[What the exercise asks] Copy the records below word for word, starting with the line that contains "Q: Point to the concrete" and going on through the line that contains "x=193, y=140", both included. Leave out the pictures.
------------------------------------------------
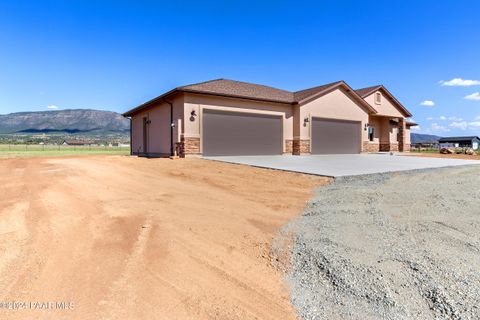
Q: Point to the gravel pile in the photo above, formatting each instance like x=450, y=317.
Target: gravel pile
x=396, y=246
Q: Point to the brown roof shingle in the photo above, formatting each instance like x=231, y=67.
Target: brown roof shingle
x=305, y=94
x=245, y=90
x=365, y=91
x=240, y=89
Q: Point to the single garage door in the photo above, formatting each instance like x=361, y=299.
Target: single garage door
x=331, y=136
x=235, y=133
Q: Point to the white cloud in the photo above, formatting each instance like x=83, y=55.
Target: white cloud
x=415, y=128
x=475, y=124
x=443, y=118
x=436, y=128
x=455, y=118
x=462, y=125
x=428, y=103
x=473, y=96
x=459, y=82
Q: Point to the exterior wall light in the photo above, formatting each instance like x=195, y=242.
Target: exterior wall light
x=193, y=114
x=305, y=121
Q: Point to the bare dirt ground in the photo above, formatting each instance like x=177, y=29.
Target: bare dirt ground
x=389, y=246
x=131, y=238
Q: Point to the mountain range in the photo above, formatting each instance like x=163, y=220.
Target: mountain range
x=88, y=121
x=423, y=138
x=77, y=121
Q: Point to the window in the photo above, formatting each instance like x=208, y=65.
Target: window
x=370, y=133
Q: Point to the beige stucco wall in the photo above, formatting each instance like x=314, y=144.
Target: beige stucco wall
x=193, y=129
x=158, y=141
x=335, y=105
x=386, y=107
x=387, y=132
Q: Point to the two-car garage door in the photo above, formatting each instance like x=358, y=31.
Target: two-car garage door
x=330, y=136
x=236, y=133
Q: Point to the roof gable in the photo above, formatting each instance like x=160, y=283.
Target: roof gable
x=366, y=92
x=317, y=92
x=245, y=90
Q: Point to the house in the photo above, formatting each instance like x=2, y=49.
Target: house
x=460, y=142
x=226, y=117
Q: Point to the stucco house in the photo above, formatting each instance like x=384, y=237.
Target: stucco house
x=226, y=117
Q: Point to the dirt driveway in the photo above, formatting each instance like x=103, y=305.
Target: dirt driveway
x=129, y=238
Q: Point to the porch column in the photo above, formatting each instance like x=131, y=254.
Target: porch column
x=401, y=135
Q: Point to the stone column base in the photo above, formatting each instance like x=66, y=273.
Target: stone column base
x=188, y=147
x=385, y=147
x=301, y=146
x=370, y=147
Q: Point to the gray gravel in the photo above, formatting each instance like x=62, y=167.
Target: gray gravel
x=394, y=246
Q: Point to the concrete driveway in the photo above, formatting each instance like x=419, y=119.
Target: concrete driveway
x=344, y=165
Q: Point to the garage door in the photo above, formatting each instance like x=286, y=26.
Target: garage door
x=331, y=136
x=234, y=133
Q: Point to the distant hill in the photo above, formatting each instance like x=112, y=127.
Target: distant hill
x=78, y=121
x=423, y=138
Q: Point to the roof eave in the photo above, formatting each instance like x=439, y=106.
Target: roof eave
x=180, y=89
x=149, y=103
x=333, y=87
x=406, y=113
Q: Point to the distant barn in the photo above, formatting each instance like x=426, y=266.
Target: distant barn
x=460, y=142
x=78, y=143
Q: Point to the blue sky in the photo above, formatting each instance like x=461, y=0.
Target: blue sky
x=114, y=55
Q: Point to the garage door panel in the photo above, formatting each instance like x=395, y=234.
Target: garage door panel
x=234, y=133
x=330, y=136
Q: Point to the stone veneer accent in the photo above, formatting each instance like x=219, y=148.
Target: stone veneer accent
x=188, y=146
x=301, y=146
x=289, y=146
x=388, y=146
x=370, y=147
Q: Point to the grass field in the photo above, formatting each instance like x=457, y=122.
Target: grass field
x=28, y=151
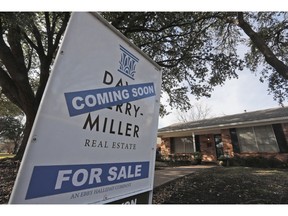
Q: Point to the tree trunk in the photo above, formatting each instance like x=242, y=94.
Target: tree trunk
x=28, y=126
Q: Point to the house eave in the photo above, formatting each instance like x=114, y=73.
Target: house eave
x=210, y=129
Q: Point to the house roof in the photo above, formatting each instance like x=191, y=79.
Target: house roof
x=267, y=116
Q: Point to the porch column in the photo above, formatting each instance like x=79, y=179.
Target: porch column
x=193, y=140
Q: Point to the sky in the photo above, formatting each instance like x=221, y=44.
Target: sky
x=235, y=96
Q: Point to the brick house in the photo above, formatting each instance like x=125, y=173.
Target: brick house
x=263, y=132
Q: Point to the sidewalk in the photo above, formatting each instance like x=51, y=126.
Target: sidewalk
x=167, y=174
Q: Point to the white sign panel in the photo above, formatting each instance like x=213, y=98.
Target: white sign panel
x=94, y=136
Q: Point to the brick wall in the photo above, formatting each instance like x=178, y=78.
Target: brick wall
x=227, y=142
x=207, y=147
x=165, y=146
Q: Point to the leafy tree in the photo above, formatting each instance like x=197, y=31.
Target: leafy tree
x=11, y=129
x=28, y=44
x=196, y=50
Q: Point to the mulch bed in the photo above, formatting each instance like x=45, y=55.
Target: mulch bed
x=227, y=185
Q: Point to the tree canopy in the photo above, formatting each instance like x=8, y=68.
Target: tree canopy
x=196, y=50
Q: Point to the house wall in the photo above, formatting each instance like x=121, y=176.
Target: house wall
x=207, y=147
x=165, y=147
x=227, y=142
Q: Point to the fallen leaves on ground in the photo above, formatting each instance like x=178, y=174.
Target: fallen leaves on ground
x=226, y=185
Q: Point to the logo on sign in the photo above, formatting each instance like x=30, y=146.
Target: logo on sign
x=127, y=63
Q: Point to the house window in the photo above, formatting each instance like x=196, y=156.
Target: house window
x=257, y=139
x=182, y=145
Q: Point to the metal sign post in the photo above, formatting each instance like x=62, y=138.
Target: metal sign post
x=94, y=136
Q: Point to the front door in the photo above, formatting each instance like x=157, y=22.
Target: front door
x=218, y=145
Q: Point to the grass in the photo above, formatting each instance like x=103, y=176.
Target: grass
x=6, y=155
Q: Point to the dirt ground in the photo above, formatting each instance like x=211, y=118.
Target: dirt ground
x=227, y=185
x=218, y=185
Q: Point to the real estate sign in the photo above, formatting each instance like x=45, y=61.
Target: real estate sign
x=94, y=137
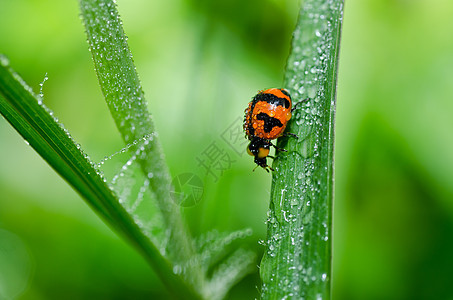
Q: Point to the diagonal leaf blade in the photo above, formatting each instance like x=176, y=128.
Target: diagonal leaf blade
x=23, y=110
x=297, y=261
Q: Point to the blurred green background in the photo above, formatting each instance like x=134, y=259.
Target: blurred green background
x=200, y=62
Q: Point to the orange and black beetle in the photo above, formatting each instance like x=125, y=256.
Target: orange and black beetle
x=265, y=119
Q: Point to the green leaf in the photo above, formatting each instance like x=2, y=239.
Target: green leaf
x=297, y=260
x=25, y=112
x=123, y=93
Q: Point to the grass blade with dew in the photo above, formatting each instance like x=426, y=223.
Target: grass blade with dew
x=41, y=130
x=297, y=260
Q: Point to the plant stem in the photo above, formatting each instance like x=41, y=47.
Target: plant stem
x=123, y=93
x=41, y=130
x=297, y=260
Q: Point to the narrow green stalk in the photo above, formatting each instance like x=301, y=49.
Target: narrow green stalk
x=297, y=260
x=124, y=96
x=23, y=110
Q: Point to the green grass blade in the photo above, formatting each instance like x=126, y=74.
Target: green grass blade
x=21, y=108
x=297, y=261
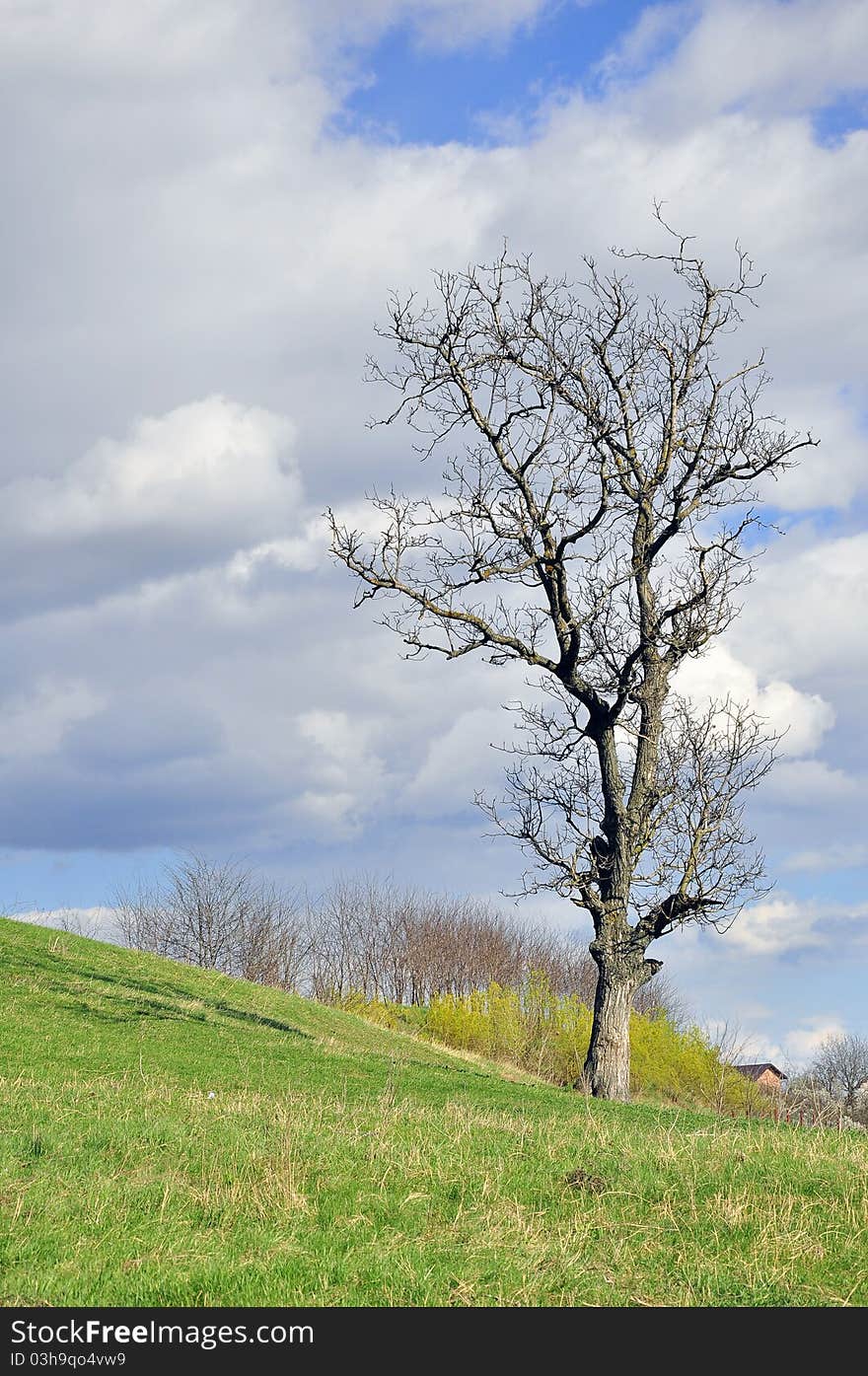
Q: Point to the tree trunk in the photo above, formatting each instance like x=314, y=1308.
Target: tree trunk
x=607, y=1068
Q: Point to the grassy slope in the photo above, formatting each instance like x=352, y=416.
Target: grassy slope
x=342, y=1164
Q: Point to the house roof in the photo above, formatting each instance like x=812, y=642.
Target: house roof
x=756, y=1071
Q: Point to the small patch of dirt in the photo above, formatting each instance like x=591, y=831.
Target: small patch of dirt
x=585, y=1181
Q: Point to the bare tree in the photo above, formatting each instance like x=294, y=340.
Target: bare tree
x=593, y=526
x=840, y=1068
x=222, y=916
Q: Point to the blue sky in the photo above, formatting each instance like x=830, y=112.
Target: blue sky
x=413, y=93
x=211, y=206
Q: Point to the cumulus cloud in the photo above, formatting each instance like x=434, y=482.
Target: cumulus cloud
x=181, y=491
x=779, y=925
x=801, y=1044
x=190, y=229
x=802, y=718
x=830, y=857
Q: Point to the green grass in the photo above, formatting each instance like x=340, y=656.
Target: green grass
x=340, y=1163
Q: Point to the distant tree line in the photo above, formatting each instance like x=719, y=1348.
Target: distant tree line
x=833, y=1089
x=361, y=936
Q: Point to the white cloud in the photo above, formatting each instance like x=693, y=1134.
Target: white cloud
x=98, y=922
x=181, y=490
x=802, y=1042
x=802, y=717
x=786, y=923
x=34, y=723
x=832, y=857
x=202, y=466
x=188, y=227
------------------------------------------------
[The response]
Q: Point to the concrete driveway in the photo above, formatting each instance like x=419, y=119.
Target: concrete driveway
x=344, y=165
Q: Point to the garage door in the photo above, formatting each instance like x=286, y=26.
Target: garage door
x=331, y=136
x=234, y=133
Q: Point to the distant hill in the photo above, formatting each instance like x=112, y=127.
Target: distant hill
x=78, y=121
x=423, y=138
Q: Point to the roof eave in the photo above, formatting each instance like x=439, y=106.
Target: roof eave
x=180, y=89
x=149, y=103
x=333, y=87
x=406, y=113
Q: Point to the distant barn in the photo above, formatting each instance like x=426, y=266.
Target: distant barn
x=460, y=142
x=78, y=143
Q: Point to the blue sky in the photo above, formatting each instance like x=461, y=0.
Target: blue sky
x=114, y=55
Q: Point to the garage door panel in the photo above, formatting each instance like x=395, y=234.
Target: garage door panel
x=234, y=133
x=330, y=136
Q: Point to the stone veneer accent in the photo above, formatting each instance like x=219, y=148.
Target: stone veneer accent
x=188, y=146
x=301, y=146
x=289, y=146
x=388, y=146
x=370, y=147
Q: Point to the grass field in the photo above, formatting each instance like x=457, y=122.
Target: grass field
x=28, y=151
Q: Point to the tree trunk in the photo above, formatting each instance like x=242, y=94.
Target: tree trunk
x=28, y=126
Q: Point to the house eave in the photo above, formatting each instance like x=114, y=73.
Target: house eave
x=210, y=129
Q: Point to the house roof in the photo above, formatting each instance like x=191, y=79.
Target: house roof
x=267, y=116
Q: Point to the porch column in the photo above, formatting each instance like x=79, y=179.
Target: porch column
x=193, y=140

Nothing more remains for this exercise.